Segmentation dataset excerpts:
-*-*-
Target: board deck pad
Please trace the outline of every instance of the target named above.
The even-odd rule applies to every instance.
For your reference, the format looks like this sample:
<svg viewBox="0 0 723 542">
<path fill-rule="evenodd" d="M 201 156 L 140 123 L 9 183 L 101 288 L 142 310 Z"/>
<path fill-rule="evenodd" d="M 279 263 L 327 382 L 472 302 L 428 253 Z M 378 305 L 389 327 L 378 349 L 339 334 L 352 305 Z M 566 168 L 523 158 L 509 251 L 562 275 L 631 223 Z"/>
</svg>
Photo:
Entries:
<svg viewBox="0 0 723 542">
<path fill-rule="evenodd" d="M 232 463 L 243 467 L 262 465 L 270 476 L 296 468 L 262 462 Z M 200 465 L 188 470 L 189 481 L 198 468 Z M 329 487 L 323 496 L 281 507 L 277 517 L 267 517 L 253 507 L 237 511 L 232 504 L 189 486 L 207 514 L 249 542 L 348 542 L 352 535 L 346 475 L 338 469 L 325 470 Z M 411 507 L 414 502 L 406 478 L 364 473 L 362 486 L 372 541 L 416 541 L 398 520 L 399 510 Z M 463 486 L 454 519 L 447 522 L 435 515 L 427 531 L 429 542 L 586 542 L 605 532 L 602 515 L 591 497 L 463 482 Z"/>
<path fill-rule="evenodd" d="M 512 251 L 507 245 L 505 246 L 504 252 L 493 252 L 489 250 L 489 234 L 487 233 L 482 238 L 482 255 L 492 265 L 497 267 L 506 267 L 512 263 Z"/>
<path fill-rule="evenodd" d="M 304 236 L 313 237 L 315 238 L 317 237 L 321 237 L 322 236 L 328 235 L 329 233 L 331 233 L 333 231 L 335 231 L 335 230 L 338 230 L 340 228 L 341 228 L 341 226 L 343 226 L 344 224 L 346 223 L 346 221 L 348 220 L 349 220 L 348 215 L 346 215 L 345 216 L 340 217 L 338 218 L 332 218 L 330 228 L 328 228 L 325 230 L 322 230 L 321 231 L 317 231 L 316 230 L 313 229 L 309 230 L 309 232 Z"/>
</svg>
-*-*-
DESCRIPTION OF THE TASK:
Quote every row above verbatim, changing nothing.

RESULT:
Target: board deck pad
Please trace the outline of every instance of the target named above.
The even-odd rule applies to every instance.
For your reference, the format looks like this sample:
<svg viewBox="0 0 723 542">
<path fill-rule="evenodd" d="M 201 156 L 140 123 L 9 183 L 101 288 L 142 310 Z"/>
<path fill-rule="evenodd" d="M 279 263 L 327 382 L 472 302 L 428 253 Z M 378 305 L 389 327 L 378 349 L 339 334 L 352 305 Z M 566 168 L 523 158 L 509 251 L 562 275 L 631 223 Z"/>
</svg>
Photo:
Entries:
<svg viewBox="0 0 723 542">
<path fill-rule="evenodd" d="M 232 463 L 243 467 L 262 465 L 270 476 L 296 468 L 262 462 Z M 200 465 L 188 470 L 189 481 L 198 468 Z M 329 487 L 323 496 L 281 507 L 277 517 L 267 517 L 253 507 L 237 511 L 232 504 L 189 486 L 207 514 L 249 542 L 348 542 L 352 535 L 346 475 L 338 469 L 325 470 Z M 411 507 L 414 502 L 406 478 L 364 473 L 362 486 L 372 541 L 416 541 L 398 520 L 399 510 Z M 463 486 L 454 519 L 447 522 L 435 515 L 427 531 L 429 542 L 586 542 L 605 532 L 602 515 L 591 497 L 463 482 Z"/>
<path fill-rule="evenodd" d="M 512 251 L 507 245 L 505 246 L 504 252 L 493 252 L 489 250 L 489 234 L 487 233 L 482 238 L 482 255 L 492 265 L 497 267 L 506 267 L 512 263 Z"/>
<path fill-rule="evenodd" d="M 304 236 L 313 237 L 315 238 L 317 237 L 321 237 L 322 236 L 328 235 L 329 233 L 331 233 L 333 231 L 335 231 L 335 230 L 338 230 L 340 228 L 341 228 L 341 226 L 343 226 L 344 224 L 346 223 L 346 221 L 348 220 L 349 220 L 348 215 L 346 215 L 345 216 L 340 217 L 338 218 L 332 218 L 330 228 L 328 228 L 325 230 L 322 230 L 321 231 L 317 231 L 316 230 L 313 229 L 309 230 L 309 232 Z"/>
</svg>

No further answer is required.